# [WORK INSTRUCTION]
The entries that follow should be reproduced exactly, with no images carried over.

# [TASK INPUT]
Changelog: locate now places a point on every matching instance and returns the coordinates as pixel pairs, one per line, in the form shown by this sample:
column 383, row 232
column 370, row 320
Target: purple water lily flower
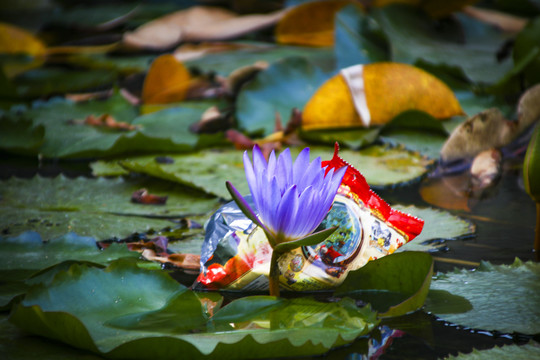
column 291, row 198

# [ANSWER SECTION]
Changelog: locate now places a point on every matching instance and returns the coordinates as pixel pairs, one per line, in the form shown by this sample:
column 383, row 232
column 370, row 320
Target: purple water lily flower
column 291, row 198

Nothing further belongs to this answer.